TO BE DONE:
Could you reproduce the blog post below on the risks of investing in growth stocks, word for word and in full?
═══ EXTRACTED TEXT
Wednesday, December 4, 2013

Caution: Investing in Growth Stocks May Cause Serious Injury

When an exam question implies that investing in growth stocks is riskier than investing in value stocks, it's not necessarily saying that growth stocks are issued by companies likely to melt down. The real risk of investing in growth stocks is that they are priced for perfection and, therefore, super-sensitive to any tidbit of bad news. For example, I'm holding a few hundred shares of KKD, which is trading at what seems a crazy-high PE ratio of about 80! The other day the company announced that it had met Wall Street analysts' expectations, had increased their earnings-per-share by 33% compared to last year, with sales/revenue up 6.7%. What happened to the stock? It dropped about 25%.
Huh?
Yes. If a stock is already pumped up with such a high earnings multiple, even a lack of awesome news can cause a sudden and significant drop in market price. Luckily, I already knew this and used a sell-stop to take a $13,000 profit during the previous earnings announcement.
══════
═══ GIVEN ENTRIES
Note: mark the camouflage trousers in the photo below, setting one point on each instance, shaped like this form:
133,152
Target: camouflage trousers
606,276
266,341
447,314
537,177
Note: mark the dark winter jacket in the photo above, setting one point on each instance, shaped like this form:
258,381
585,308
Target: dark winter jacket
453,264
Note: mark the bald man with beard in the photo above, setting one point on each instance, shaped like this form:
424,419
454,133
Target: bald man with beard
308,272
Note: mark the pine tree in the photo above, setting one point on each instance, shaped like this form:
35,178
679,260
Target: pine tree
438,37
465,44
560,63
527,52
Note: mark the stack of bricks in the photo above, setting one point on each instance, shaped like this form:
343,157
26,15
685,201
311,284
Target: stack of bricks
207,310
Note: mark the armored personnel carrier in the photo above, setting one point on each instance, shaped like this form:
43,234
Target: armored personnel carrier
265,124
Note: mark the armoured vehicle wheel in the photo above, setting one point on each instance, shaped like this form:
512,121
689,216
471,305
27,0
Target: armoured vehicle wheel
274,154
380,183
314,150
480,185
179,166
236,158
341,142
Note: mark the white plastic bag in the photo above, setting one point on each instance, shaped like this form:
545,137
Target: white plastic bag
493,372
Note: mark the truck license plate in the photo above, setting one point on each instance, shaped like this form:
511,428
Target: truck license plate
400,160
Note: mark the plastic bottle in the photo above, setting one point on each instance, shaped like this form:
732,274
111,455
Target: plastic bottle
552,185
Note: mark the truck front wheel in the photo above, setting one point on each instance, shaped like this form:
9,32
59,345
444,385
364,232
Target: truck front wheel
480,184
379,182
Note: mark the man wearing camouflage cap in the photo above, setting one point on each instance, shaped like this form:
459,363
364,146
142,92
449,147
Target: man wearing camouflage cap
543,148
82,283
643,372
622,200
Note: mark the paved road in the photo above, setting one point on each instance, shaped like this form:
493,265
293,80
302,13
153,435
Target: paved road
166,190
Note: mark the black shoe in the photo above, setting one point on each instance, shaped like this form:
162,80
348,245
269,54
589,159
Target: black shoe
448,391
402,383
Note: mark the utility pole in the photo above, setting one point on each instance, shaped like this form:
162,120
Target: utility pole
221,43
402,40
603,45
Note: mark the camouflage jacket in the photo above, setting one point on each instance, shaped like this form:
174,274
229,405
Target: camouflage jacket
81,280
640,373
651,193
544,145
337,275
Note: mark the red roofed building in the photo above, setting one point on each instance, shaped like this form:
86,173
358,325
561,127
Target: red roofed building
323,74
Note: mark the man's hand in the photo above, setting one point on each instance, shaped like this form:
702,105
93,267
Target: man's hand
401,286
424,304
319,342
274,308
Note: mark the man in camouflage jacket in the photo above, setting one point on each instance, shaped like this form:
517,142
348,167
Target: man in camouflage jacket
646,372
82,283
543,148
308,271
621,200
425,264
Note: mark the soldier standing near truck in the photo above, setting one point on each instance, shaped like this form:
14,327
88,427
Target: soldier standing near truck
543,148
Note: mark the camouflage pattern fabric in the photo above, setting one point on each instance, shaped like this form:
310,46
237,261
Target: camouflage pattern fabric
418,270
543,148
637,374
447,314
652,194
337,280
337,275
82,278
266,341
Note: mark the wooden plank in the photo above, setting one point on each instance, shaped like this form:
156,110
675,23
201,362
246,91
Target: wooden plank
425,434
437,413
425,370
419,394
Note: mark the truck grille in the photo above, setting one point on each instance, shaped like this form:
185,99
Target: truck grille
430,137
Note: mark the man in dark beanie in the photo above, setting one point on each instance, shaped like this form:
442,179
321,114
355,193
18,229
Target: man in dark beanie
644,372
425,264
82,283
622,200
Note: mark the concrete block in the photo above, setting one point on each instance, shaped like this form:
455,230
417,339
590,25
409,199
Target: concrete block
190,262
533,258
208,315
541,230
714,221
══════
RESULT FOR THIS EXERCISE:
Wednesday, December 4, 2013

Caution: Investing in Growth Stocks May Cause Serious Injury

When an exam question implies that investing in growth stocks is riskier than investing in value stocks, it's not necessarily saying that growth stocks are issued by companies likely to melt down. The real risk of investing in growth stocks is that they are priced for perfection and, therefore, super-sensitive to any tidbit of bad news. For example, I'm holding a few hundred shares of KKD, which is trading at what seems a crazy-high PE ratio of about 80! The other day the company announced that it had met Wall Street analysts' expectations, had increased their earnings-per-share by 33% compared to last year, with sales/revenue up 6.7%. What happened to the stock? It dropped about 25%.
Huh?
Yes. If a stock is already pumped up with such a high earnings multiple, even a lack of awesome news can cause a sudden and significant drop in market price. Luckily, I already knew this and used a sell-stop to take a $13,000 profit during the previous earnings announcement.